*PAGE EXTRACT*:
= = = = = = =
A person I know says that having lunch at a restaurant, seated, trapped by the sparkle of cutlery, induces impressions of this kind. I mean, feeling square. Schematic. Rational. You feel responsible by force. You understand that it's all about taking a few steps, that it's all about how is your lady?, that the meaning is all in a coffee grabbed on the go, before catching a train, and not just any train. That one. To go there. To do something else in turn. Life is a concatenation of obligatory events, happiness a Christmas bonus.

I wanted to write this one well. A nice explanatory review. I had imagined it something like this:

"Ed Alleyne-Johnson, formerly of the New Model Army, a unique and electric violinist with a high-sounding name, looking first like a scorned punk and later like a weathered metal veteran. He roams the streets of Albion, playing in the squares as a busker with the help of an endless series of loops and pedals. He comes out in '94 - before getting lost in his slick repertoire of violin covers of famous tracks, mostly played on the street - with a nice instrumental disc titled not very imaginatively "Ultraviolet". The track names correspond to the colors of the rainbow. The whole is very nice and vaguely new age. Even if it can tire, since the rounds on which the compositions are based are more or less always the same. On the whole, however, the work listens well, thanks to the effects and even gaudy distortions that our performer sometimes uses, and the loops and pizzicatos with which he compensates for the shortcomings of an instrument normally solo, but with many unexpressed potentialities (without wanting to go postmodern, some had already been pulled out by a certain Niccolò, who obviously didn't have the right jack to plug it into a distortion box. You know, those male-female problems...). The album, as any reader with a minimum of inner life will have already grasped, is entirely focused on the violin-instrument, and exclusively composed of violin overlaps that our performer excellently recreates live thanks to the aforementioned equipment. Sometimes even changing the structure of the compositions, which thus reveal themselves as little more than frameworks. However, the whole does not conceal any real study of the hidden potential of the instrument, nor particularly daring experiments. Ed is neither crazy nor a genius.

The album's only particular feature is the overall sound, the mood, the idea, tackled with a force of phrases sometimes more vaguely Celtic (with an equally vaguely Arabic aftertaste, at times) than properly classical. Until old Ed is convinced he's holding an electric guitar, and there come unique outpourings that might perhaps stand better with a drum underneath.
Overall, a pleasant album with some evocative ambitions, which is certainly worth a 3.5."
= = = = = = =
*DATA BLOCK*:

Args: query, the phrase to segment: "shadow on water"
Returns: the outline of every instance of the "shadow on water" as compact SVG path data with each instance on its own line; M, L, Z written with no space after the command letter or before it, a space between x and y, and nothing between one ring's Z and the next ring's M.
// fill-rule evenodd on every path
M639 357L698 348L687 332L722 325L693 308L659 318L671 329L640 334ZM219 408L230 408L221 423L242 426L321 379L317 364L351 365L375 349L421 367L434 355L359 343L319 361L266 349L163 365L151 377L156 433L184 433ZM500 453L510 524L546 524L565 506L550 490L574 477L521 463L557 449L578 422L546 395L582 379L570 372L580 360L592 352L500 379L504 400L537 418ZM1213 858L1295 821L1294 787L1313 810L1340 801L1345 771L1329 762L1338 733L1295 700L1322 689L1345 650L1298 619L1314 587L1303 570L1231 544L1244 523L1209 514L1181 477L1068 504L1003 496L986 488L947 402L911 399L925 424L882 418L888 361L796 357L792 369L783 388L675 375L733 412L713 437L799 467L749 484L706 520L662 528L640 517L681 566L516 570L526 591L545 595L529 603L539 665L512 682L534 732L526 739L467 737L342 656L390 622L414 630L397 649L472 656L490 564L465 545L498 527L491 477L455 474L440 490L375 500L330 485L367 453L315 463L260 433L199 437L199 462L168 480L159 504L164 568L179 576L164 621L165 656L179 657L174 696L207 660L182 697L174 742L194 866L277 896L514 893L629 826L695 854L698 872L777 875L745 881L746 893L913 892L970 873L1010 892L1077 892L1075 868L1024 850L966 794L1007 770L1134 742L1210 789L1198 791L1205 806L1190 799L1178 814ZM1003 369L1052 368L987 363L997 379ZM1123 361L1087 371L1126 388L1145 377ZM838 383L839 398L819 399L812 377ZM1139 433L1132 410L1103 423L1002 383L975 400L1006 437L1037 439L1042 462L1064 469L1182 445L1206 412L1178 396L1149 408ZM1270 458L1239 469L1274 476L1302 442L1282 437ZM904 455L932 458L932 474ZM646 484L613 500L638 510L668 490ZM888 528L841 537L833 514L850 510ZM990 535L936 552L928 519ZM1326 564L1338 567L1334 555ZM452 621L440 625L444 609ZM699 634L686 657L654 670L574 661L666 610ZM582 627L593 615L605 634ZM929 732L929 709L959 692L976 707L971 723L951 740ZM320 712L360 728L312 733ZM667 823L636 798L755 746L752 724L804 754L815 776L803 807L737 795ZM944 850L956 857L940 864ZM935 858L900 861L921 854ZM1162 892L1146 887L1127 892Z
= = = = = = =
*PROBLEM 1*:
How would you condense the paragraph of the Ultraviolet review that begins "A person I know says" into a shorter version that keeps its main points?
*PROBLEM 2*:
Can you repeat the Ultraviolet review between "The album's only" and "a drum underneath.", inclusive?
The listing has no role here.

*WRITTEN RESPONSE 1*:
Someone the writer knows says that eating lunch seated in a restaurant, among sparkling cutlery, makes you feel square, schematic, rational and responsible by force. You see that life is about taking a few steps, asking polite questions, and grabbing a coffee before catching one particular train to go somewhere and do something else. Life is a chain of obligatory events, and happiness is a Christmas bonus.

*WRITTEN RESPONSE 2*:
The album's only particular feature is the overall sound, the mood, the idea, tackled with a force of phrases sometimes more vaguely Celtic (with an equally vaguely Arabic aftertaste, at times) than properly classical. Until old Ed is convinced he's holding an electric guitar, and there come unique outpourings that might perhaps stand better with a drum underneath.